:: Text provided ::
-- -- --

We call on the authorities to keep their promises and allow the
immediate reappearance of the Khartoum Monitor, which has already been
suspended for a total of more than six months this year.” (Reporters Without
Borders, Press Release, December 3, 2003)

This is a regime that will hardly warm quickly to the idea of
legitimate opposition, and yet the terms of any peace agreement will require
precisely the tolerance of such political opposition. We might well ask,
for example, whether the comments of John Garang, as Vice President of
post-war Sudan, will be allowed to be published freely in Sudan. If he
calls the war in Darfur immoral and in need of political, not military
settlement, will his voice be allowed to be reported?

[2] Darfur

Darfur has rapidly, if largely invisibly, become a critical issue on
Sudan’s political, military, and diplomatic landscape. It is also, in
the view of the United Nations, rapidly becoming the greatest
humanitarian crisis in all of Africa. Indeed, United Nations Emergency Relief
Coordinator Jan Egeland said yesterday:

“The humanitarian situation in Darfur has quickly become one of the
worst in the world. Access to people in need is blocked by the parties in
conflict and now, as the need for aid grows, stocks of relief materials
are dwindling,” [Egeland is also Under-Secretary-General in charge of
the UN Office for the Coordination of Humanitarian Affairs (OCHA)].
[UN News Center, December 5, 2003]

The sheer scale of the disaster is escalating in numbers that are
terrifying in their human implications:

“Fighting between forces loyal to the Government of Sudan and the main
rebel Sudan Liberation Movement/Army (SLM/A) escalated in the Darfur
areas last March and drove 670,000 people to join an earlier 200,000
internally displace persons (IDPs). Some 70,000 of them fled across the
border into Chad, where they lack basic supplies, OCHA said.” [UN News
Center, December 5, 2003]

Reports from other humanitarian organizations that have conducted
assessments in Darfur show highly alarming rates of malnutrition in various
populations. This occurs against a backdrop of Khartoum’s severe
restrictions on and outright denial of humanitarian assistance, and an
unwillingness to allow the international community any meaningful diplomatic
role or observational role on the ground. Many thousands have died and
many tens of thousands may die soon. A UN report of November 30, 2003
notes that 299 deaths were registered in one week alone in
mid-September among Internally Displaced Persons at Kebkabiya, a single camp of
about 30,000 people in southern Darfur.

-- -- --

:: Given data ::
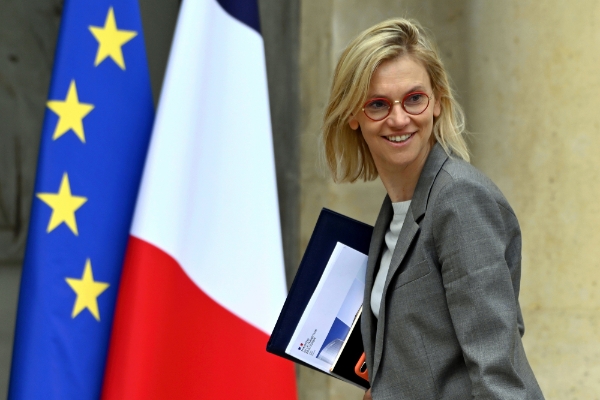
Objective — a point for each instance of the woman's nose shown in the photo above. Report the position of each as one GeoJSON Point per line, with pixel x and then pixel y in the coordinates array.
{"type": "Point", "coordinates": [398, 117]}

-- -- --

From the Darfur passage, list every figure written in numerals that counts people or deaths, leaving out dates, and say what each one counts.

:: Written answer ::
- 670,000: people driven from their homes by the fighting that escalated in Darfur last March
- 200,000: internally displaced persons from earlier
- 70,000: people who fled across the border into Chad
- 299: deaths registered in one week in mid-September among Internally Displaced Persons at Kebkabiya
- 30,000: the approximate population of the Kebkabiya camp